» THE PROBLEM:
Can you format everything from the start of the items down to the line containing "pixel 176 59", both ends included, as a Markdown table with the columns No. and Line, numbering each row, skipping blank lines, and leaving the pictures out?

» DATASET EXTRACT:

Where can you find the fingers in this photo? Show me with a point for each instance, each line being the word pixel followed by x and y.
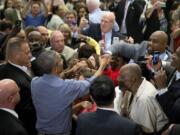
pixel 160 79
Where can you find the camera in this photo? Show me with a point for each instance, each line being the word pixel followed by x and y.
pixel 155 58
pixel 17 24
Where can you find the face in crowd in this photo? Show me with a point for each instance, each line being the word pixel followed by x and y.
pixel 57 41
pixel 176 59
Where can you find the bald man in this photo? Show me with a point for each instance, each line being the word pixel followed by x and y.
pixel 143 108
pixel 104 31
pixel 9 97
pixel 45 35
pixel 57 44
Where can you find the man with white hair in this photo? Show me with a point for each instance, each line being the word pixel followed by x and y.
pixel 95 13
pixel 57 44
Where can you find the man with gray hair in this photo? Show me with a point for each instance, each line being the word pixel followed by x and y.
pixel 95 13
pixel 53 96
pixel 57 44
pixel 143 107
pixel 9 98
pixel 18 58
pixel 104 32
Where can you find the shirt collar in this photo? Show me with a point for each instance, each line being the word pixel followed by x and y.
pixel 10 111
pixel 23 68
pixel 107 109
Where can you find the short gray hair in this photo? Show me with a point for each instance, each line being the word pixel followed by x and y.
pixel 95 2
pixel 47 61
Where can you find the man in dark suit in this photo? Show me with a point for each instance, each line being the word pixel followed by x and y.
pixel 104 32
pixel 9 97
pixel 18 56
pixel 169 96
pixel 128 13
pixel 105 121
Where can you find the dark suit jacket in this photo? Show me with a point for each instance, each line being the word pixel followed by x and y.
pixel 94 31
pixel 25 108
pixel 135 9
pixel 10 125
pixel 170 102
pixel 175 130
pixel 104 122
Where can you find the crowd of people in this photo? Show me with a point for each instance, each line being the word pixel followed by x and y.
pixel 89 67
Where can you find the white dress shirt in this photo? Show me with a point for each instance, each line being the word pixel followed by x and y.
pixel 23 68
pixel 145 110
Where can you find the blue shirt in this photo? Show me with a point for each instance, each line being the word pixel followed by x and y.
pixel 38 20
pixel 52 98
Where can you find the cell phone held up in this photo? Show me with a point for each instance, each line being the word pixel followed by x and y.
pixel 155 57
pixel 17 24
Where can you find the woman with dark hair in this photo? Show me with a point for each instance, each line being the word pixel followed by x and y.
pixel 7 4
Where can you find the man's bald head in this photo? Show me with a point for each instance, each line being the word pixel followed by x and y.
pixel 130 77
pixel 44 33
pixel 159 40
pixel 9 93
pixel 131 70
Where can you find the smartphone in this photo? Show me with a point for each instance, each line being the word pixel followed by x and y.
pixel 155 58
pixel 17 24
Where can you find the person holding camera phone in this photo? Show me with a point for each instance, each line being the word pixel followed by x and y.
pixel 156 19
pixel 143 51
pixel 35 17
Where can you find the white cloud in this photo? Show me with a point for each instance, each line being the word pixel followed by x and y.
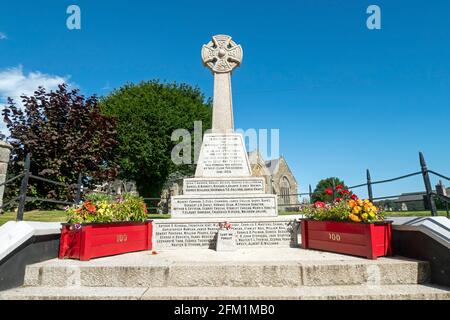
pixel 15 83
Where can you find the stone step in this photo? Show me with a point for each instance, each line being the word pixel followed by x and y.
pixel 354 292
pixel 281 267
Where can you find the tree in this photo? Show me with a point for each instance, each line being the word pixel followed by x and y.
pixel 147 114
pixel 65 133
pixel 323 188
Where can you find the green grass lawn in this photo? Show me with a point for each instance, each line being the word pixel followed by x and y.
pixel 60 216
pixel 53 216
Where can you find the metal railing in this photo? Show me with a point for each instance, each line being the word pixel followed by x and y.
pixel 429 194
pixel 425 172
pixel 23 198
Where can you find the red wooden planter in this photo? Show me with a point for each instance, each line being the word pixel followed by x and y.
pixel 369 240
pixel 104 239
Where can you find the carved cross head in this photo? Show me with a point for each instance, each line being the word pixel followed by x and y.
pixel 222 54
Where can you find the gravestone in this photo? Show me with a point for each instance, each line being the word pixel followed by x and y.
pixel 223 188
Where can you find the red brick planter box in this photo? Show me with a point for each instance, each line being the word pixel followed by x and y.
pixel 104 239
pixel 369 240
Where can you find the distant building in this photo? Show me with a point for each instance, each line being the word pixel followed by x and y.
pixel 277 175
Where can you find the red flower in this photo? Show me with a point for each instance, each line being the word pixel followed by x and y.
pixel 319 204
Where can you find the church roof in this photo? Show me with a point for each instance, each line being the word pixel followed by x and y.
pixel 271 165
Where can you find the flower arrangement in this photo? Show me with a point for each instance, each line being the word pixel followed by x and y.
pixel 104 209
pixel 346 207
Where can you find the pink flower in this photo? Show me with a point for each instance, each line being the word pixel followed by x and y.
pixel 319 204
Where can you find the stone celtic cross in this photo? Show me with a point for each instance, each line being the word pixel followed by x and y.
pixel 222 55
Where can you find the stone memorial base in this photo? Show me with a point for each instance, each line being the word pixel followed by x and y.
pixel 281 231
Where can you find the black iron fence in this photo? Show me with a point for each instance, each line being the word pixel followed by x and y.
pixel 429 194
pixel 154 204
pixel 23 198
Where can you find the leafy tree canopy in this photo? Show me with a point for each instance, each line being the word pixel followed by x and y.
pixel 320 192
pixel 147 114
pixel 65 133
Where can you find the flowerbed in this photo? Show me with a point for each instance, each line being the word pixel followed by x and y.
pixel 347 225
pixel 102 226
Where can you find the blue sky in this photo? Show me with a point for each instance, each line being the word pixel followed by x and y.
pixel 344 97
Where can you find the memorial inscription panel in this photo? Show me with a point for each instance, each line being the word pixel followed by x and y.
pixel 223 155
pixel 232 206
pixel 210 186
pixel 204 234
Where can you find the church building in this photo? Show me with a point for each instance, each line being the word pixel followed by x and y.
pixel 278 177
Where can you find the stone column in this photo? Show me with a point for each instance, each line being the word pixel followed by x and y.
pixel 222 55
pixel 5 150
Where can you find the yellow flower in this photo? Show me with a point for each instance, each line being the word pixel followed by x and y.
pixel 356 210
pixel 354 218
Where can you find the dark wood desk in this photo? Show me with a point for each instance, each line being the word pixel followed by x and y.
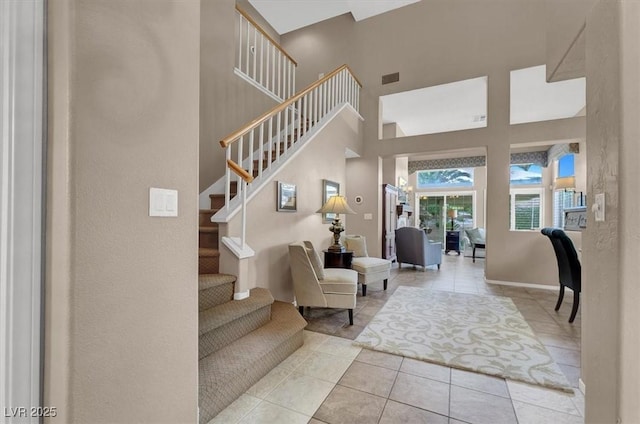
pixel 338 259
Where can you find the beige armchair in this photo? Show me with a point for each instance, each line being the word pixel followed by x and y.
pixel 369 269
pixel 315 286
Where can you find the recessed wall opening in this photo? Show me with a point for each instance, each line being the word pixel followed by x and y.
pixel 447 181
pixel 459 105
pixel 533 99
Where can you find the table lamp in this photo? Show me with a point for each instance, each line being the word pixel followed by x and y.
pixel 336 205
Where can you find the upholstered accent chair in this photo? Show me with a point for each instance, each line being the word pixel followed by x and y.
pixel 413 247
pixel 369 269
pixel 318 287
pixel 569 269
pixel 477 239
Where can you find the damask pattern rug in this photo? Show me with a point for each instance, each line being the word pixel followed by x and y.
pixel 485 334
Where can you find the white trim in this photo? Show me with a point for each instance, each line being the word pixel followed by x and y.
pixel 21 166
pixel 555 287
pixel 241 295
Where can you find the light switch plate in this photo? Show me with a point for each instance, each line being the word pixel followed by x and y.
pixel 599 207
pixel 163 202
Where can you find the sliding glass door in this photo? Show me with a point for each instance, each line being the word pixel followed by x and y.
pixel 433 208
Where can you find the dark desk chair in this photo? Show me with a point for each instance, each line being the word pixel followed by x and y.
pixel 569 270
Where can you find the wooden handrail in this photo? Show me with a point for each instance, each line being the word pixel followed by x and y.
pixel 263 32
pixel 282 106
pixel 238 170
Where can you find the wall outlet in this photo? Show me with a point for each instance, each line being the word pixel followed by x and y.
pixel 598 207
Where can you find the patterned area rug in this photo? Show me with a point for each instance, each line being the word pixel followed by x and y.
pixel 485 334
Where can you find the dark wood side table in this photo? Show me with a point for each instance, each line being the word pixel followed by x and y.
pixel 338 259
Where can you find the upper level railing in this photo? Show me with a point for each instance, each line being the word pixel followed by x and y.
pixel 277 130
pixel 262 61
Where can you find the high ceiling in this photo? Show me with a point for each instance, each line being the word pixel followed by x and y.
pixel 463 104
pixel 289 15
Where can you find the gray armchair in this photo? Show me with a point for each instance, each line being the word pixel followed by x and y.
pixel 413 247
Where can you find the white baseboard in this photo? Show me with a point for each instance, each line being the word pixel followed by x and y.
pixel 525 285
pixel 241 295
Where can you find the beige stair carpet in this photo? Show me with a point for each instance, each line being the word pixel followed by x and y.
pixel 485 334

» REPLY:
| No. | Line |
|---|---|
| 1 | Where can you find the fingers in this photo? Show me with a point for each instance, each line being the word pixel followed by x and y. |
| 2 | pixel 160 79 |
| 3 | Where can you find the camera in this photo? Show me with a point for each instance, each line being the word pixel followed by x and y. |
| 4 | pixel 155 58 |
| 5 | pixel 17 24 |
| 6 | Where can you find the face in crowd in this photo? Show me with a point for each instance, each line being the word pixel followed by x and y. |
| 7 | pixel 57 41 |
| 8 | pixel 176 59 |